- _What you are asked to do_
Exactly as they stand, set down all of the records again.

Collected data:

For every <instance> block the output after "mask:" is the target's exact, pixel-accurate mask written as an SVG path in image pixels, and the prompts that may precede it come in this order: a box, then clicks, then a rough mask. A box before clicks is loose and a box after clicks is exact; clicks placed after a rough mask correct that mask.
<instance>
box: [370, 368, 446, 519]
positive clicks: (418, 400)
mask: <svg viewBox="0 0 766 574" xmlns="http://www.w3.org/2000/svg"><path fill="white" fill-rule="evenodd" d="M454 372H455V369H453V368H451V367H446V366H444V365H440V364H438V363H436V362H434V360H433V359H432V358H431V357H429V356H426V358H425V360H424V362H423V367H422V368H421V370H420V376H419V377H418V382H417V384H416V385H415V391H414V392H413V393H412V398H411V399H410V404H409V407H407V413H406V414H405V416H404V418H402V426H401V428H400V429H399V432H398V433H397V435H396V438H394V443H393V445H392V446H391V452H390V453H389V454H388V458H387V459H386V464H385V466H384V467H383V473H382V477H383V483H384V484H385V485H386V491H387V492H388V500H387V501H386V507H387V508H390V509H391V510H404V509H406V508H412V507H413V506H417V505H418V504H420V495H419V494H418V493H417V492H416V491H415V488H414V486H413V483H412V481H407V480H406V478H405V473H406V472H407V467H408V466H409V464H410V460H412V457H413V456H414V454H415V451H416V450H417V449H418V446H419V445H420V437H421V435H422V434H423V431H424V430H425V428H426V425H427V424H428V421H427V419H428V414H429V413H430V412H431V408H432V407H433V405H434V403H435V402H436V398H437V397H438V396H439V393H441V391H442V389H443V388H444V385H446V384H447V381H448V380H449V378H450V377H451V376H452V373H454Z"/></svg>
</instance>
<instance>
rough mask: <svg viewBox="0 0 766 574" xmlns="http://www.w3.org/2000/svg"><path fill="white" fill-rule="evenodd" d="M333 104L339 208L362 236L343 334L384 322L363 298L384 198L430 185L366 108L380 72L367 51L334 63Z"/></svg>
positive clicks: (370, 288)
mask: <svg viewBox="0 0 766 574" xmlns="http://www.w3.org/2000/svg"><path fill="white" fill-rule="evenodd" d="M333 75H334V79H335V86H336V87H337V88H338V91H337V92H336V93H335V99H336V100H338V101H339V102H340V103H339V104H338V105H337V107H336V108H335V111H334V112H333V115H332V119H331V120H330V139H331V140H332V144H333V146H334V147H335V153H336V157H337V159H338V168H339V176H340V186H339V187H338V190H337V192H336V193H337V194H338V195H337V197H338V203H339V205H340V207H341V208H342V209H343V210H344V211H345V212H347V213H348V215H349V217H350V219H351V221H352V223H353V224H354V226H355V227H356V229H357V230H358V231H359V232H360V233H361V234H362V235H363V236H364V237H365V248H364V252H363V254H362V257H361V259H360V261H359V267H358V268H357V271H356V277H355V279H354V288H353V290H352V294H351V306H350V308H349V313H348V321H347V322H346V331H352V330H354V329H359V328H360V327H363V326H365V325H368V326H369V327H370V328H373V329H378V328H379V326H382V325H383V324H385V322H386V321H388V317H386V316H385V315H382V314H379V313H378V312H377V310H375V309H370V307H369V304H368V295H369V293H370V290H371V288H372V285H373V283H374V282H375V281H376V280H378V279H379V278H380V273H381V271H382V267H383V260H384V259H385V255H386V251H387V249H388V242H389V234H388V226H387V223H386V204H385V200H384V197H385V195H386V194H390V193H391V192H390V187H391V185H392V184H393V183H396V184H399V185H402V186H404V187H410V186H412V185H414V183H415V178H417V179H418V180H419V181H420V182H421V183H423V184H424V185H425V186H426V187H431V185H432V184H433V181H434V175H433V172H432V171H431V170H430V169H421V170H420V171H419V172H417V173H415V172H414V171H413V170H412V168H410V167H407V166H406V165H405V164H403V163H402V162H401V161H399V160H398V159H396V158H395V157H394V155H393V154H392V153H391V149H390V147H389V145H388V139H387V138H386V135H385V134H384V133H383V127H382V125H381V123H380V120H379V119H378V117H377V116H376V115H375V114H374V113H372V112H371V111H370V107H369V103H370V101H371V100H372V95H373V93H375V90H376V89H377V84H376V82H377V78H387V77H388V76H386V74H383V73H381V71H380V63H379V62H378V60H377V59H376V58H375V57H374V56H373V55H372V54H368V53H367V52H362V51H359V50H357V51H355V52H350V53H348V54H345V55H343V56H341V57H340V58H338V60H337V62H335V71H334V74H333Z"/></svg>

- _Reply to the task_
For every <instance> block the output after "mask:" is the target's exact, pixel-accurate mask written as an SVG path in image pixels, and the prompts that may precede it come in this order: a box, then clicks, then a rough mask. A box before clicks is loose and a box after clicks is exact; clicks placed after a rough mask correct that mask.
<instance>
box: [370, 368, 446, 519]
positive clicks: (418, 400)
mask: <svg viewBox="0 0 766 574" xmlns="http://www.w3.org/2000/svg"><path fill="white" fill-rule="evenodd" d="M454 372H455V369H453V368H451V367H446V366H444V365H440V364H438V363H436V362H434V360H433V359H432V358H431V357H429V356H426V358H425V360H424V362H423V367H422V368H421V370H420V376H419V377H418V382H417V384H416V385H415V391H414V392H413V393H412V398H411V399H410V404H409V407H407V413H406V414H405V416H404V418H402V426H401V428H400V429H399V432H398V433H397V435H396V438H394V443H393V445H392V446H391V452H390V453H389V454H388V458H387V459H386V464H385V466H384V467H383V473H382V477H383V483H384V484H385V485H386V491H387V492H388V500H387V501H386V507H387V508H390V509H391V510H404V509H406V508H412V507H413V506H417V505H418V504H420V495H419V494H418V493H417V492H416V491H415V488H414V486H413V483H412V481H407V480H406V478H405V473H406V472H407V467H408V466H409V464H410V460H412V457H413V456H414V454H415V451H416V450H417V449H418V446H419V445H420V437H421V435H422V434H423V431H424V430H425V428H426V425H427V424H428V421H427V419H428V414H429V413H430V412H431V408H432V407H433V405H434V403H435V402H436V398H437V397H438V396H439V393H441V391H442V389H443V388H444V385H446V384H447V381H448V380H449V378H450V377H451V376H452V373H454Z"/></svg>
</instance>
<instance>
rough mask: <svg viewBox="0 0 766 574" xmlns="http://www.w3.org/2000/svg"><path fill="white" fill-rule="evenodd" d="M333 104L339 208L362 236L343 334L384 322L363 298L384 198L430 185L366 108L380 72L367 51L334 63Z"/></svg>
positive clicks: (370, 288)
mask: <svg viewBox="0 0 766 574" xmlns="http://www.w3.org/2000/svg"><path fill="white" fill-rule="evenodd" d="M333 75H334V79H335V86H336V87H337V88H338V91H337V92H336V93H335V99H336V100H338V101H339V102H340V103H339V104H338V105H337V107H336V108H335V111H334V112H333V115H332V119H331V120H330V139H331V140H332V144H333V146H334V147H335V153H336V157H337V159H338V168H339V176H340V186H339V187H338V190H337V192H336V193H337V194H338V195H337V197H338V203H339V205H340V207H341V208H342V209H343V210H344V211H345V212H347V213H348V215H349V217H350V219H351V221H352V223H353V224H354V226H355V227H356V229H357V230H358V231H359V232H360V233H361V234H362V235H363V236H364V237H365V248H364V252H363V254H362V257H361V259H360V261H359V267H358V268H357V271H356V277H355V279H354V288H353V290H352V294H351V306H350V308H349V313H348V321H347V322H346V331H352V330H354V329H359V328H360V327H363V326H365V325H368V326H369V327H370V328H373V329H378V328H379V326H382V325H383V324H385V322H386V321H388V317H386V316H385V315H382V314H379V313H378V312H377V310H375V309H370V307H369V304H368V295H369V293H370V290H371V288H372V285H373V283H374V282H375V281H376V280H378V279H379V278H380V273H381V271H382V267H383V260H384V259H385V255H386V251H387V249H388V242H389V234H388V226H387V223H386V204H385V200H384V197H385V195H386V194H390V193H391V192H390V187H391V185H392V184H393V183H396V184H399V185H402V186H404V187H410V186H412V185H414V183H415V178H417V179H418V180H419V181H420V182H421V183H423V184H424V185H425V186H426V187H431V185H432V184H433V181H434V175H433V172H432V171H431V170H430V169H421V170H420V171H419V172H417V173H415V172H414V171H413V170H412V168H410V167H407V166H406V165H405V164H403V163H402V162H401V161H399V160H398V159H396V158H395V157H394V155H393V154H392V153H391V149H390V147H389V145H388V139H387V138H386V135H385V134H384V133H383V127H382V125H381V123H380V120H379V119H378V117H377V116H376V115H375V114H374V113H372V112H371V111H370V107H369V103H370V101H371V100H372V95H373V93H375V90H376V89H377V84H376V82H377V78H387V77H388V76H386V74H383V73H381V71H380V63H379V62H378V60H377V59H376V58H375V57H374V56H373V55H372V54H368V53H367V52H362V51H359V50H357V51H355V52H350V53H348V54H345V55H343V56H341V57H340V58H338V60H337V62H335V71H334V74H333Z"/></svg>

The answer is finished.